#### EXERCISE DATA
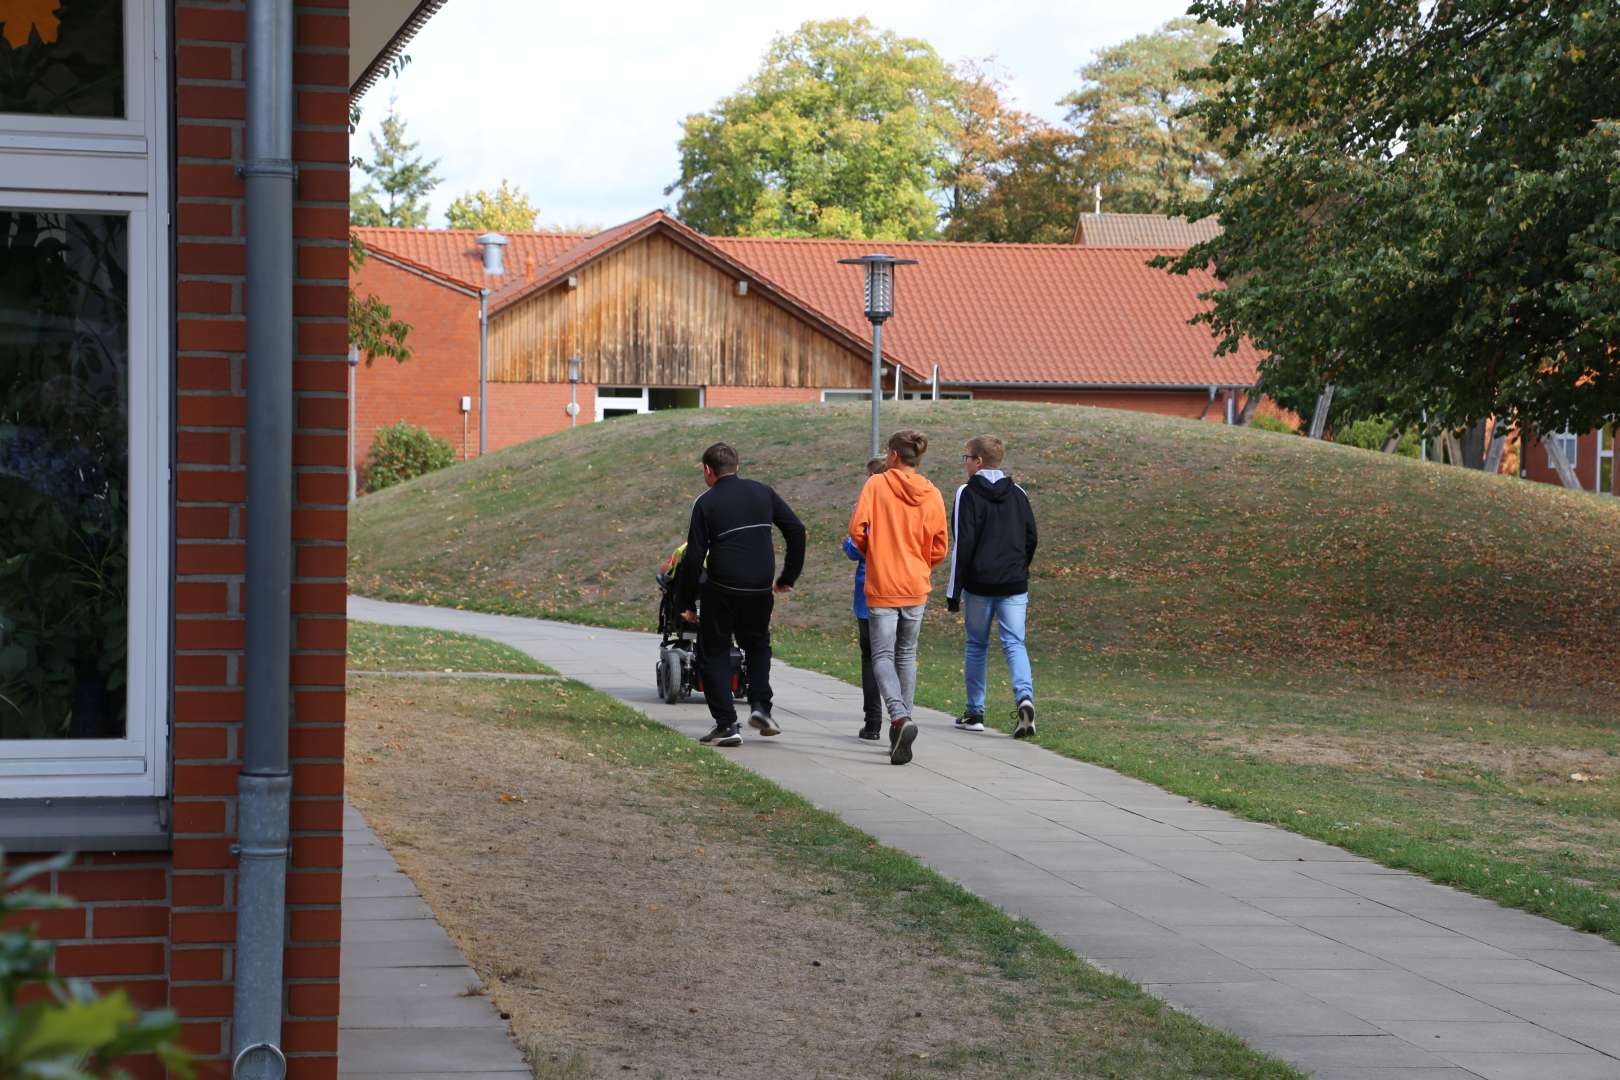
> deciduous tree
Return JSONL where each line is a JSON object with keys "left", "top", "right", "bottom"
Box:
{"left": 1162, "top": 1, "right": 1620, "bottom": 465}
{"left": 667, "top": 18, "right": 960, "bottom": 240}
{"left": 445, "top": 179, "right": 539, "bottom": 232}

#### EXERCISE DIRECTIONS
In your copy of the listing above, reproduce each line exactly and omit all pictures.

#### ANSWER TO THIS TASK
> deciduous tree
Return JSONL where each line is a JSON object with keys "left", "top", "right", "bottom"
Box:
{"left": 1162, "top": 1, "right": 1620, "bottom": 465}
{"left": 667, "top": 18, "right": 960, "bottom": 240}
{"left": 445, "top": 179, "right": 539, "bottom": 232}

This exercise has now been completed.